Each record below must be retyped exactly, with nothing left out.

== Records for the task ==
►
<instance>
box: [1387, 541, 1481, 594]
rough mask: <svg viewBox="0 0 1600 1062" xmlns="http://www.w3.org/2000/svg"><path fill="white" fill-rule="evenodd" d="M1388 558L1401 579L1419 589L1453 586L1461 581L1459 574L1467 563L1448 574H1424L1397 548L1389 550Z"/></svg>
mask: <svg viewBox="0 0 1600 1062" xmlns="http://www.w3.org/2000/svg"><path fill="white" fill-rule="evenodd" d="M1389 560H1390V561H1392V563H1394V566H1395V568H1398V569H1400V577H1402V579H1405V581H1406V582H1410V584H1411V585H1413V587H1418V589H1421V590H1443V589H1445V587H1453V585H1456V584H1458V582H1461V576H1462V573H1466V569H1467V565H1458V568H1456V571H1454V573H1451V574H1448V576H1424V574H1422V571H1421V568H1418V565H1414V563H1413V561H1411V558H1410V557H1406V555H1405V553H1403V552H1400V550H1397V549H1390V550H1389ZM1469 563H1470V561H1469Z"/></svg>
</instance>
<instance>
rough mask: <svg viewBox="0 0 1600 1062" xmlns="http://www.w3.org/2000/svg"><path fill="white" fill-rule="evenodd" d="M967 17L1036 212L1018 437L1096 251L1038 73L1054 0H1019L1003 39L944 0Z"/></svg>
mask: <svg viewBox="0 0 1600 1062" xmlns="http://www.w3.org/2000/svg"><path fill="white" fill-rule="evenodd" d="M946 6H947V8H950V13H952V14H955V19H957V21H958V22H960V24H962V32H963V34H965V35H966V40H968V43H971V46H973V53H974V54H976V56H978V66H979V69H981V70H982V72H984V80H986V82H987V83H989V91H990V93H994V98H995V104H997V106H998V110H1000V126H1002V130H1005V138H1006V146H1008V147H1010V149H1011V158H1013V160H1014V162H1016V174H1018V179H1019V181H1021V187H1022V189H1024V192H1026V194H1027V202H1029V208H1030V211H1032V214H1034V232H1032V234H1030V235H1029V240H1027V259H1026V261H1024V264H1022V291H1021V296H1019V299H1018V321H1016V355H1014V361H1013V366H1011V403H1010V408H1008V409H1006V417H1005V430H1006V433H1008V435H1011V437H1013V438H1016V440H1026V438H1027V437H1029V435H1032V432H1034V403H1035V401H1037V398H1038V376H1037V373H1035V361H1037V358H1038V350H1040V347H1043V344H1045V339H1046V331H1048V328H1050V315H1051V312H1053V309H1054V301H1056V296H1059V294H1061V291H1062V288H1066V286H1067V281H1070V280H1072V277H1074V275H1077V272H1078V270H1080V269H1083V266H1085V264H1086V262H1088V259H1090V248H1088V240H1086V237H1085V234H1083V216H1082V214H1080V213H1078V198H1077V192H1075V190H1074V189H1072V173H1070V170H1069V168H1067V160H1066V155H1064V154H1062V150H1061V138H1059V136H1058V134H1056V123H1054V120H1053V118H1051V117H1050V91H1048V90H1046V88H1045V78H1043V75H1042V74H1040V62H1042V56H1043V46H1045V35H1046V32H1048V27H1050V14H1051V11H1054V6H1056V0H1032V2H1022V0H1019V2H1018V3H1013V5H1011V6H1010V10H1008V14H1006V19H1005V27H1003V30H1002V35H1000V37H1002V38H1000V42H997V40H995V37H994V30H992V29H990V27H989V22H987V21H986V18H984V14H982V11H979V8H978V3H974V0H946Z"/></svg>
◄
== Result of this exercise ==
<instance>
box: [1387, 541, 1481, 594]
rough mask: <svg viewBox="0 0 1600 1062" xmlns="http://www.w3.org/2000/svg"><path fill="white" fill-rule="evenodd" d="M1388 558L1401 579L1419 589L1453 586L1461 581L1459 574L1467 563L1448 574H1424L1397 548L1389 550Z"/></svg>
mask: <svg viewBox="0 0 1600 1062" xmlns="http://www.w3.org/2000/svg"><path fill="white" fill-rule="evenodd" d="M1389 560H1390V561H1392V563H1394V566H1395V568H1398V569H1400V577H1402V579H1405V581H1406V582H1410V584H1411V585H1413V587H1418V589H1421V590H1443V589H1445V587H1453V585H1456V584H1458V582H1461V576H1462V573H1466V569H1467V565H1458V568H1456V571H1454V573H1451V574H1448V576H1424V574H1422V571H1421V568H1418V565H1414V563H1413V561H1411V558H1410V557H1406V555H1405V553H1403V552H1400V550H1397V549H1390V550H1389ZM1469 563H1470V561H1469Z"/></svg>
</instance>
<instance>
rough mask: <svg viewBox="0 0 1600 1062" xmlns="http://www.w3.org/2000/svg"><path fill="white" fill-rule="evenodd" d="M967 17L1036 212L1018 437L1096 251L1038 73L1054 0H1019L1003 39L944 0Z"/></svg>
mask: <svg viewBox="0 0 1600 1062" xmlns="http://www.w3.org/2000/svg"><path fill="white" fill-rule="evenodd" d="M946 6H947V8H950V13H952V14H955V19H957V21H958V22H960V24H962V32H963V34H965V35H966V40H968V43H971V46H973V53H974V54H976V56H978V66H979V69H981V70H982V72H984V80H986V82H987V83H989V91H990V93H994V98H995V104H997V106H998V110H1000V126H1002V130H1005V138H1006V146H1008V147H1010V149H1011V158H1013V160H1014V162H1016V174H1018V179H1019V181H1021V187H1022V189H1024V192H1026V194H1027V202H1029V208H1030V211H1032V214H1034V232H1032V234H1030V235H1029V240H1027V259H1026V261H1024V264H1022V291H1021V296H1019V299H1018V321H1016V355H1014V361H1013V366H1011V403H1010V408H1008V409H1006V417H1005V430H1006V433H1008V435H1011V437H1013V438H1016V440H1026V438H1027V437H1029V435H1032V432H1034V403H1035V401H1037V398H1038V376H1037V373H1035V361H1037V358H1038V350H1040V347H1043V344H1045V339H1046V331H1048V328H1050V315H1051V312H1053V309H1054V301H1056V296H1059V294H1061V291H1062V288H1066V286H1067V281H1070V280H1072V277H1074V275H1077V272H1078V270H1080V269H1083V266H1085V264H1086V262H1088V259H1090V248H1088V240H1086V237H1085V234H1083V216H1082V214H1080V213H1078V198H1077V192H1075V190H1074V189H1072V173H1070V170H1069V168H1067V160H1066V155H1064V154H1062V150H1061V138H1059V136H1058V134H1056V123H1054V120H1053V118H1051V117H1050V91H1048V90H1046V88H1045V78H1043V75H1042V74H1040V62H1042V56H1043V46H1045V35H1046V32H1048V27H1050V14H1051V11H1054V6H1056V0H1032V2H1022V0H1019V2H1018V3H1013V5H1011V6H1010V10H1008V14H1006V19H1005V27H1003V30H1002V35H1000V37H1002V38H1000V42H997V40H995V37H994V30H992V29H990V27H989V22H987V21H986V18H984V14H982V11H979V8H978V3H974V0H946Z"/></svg>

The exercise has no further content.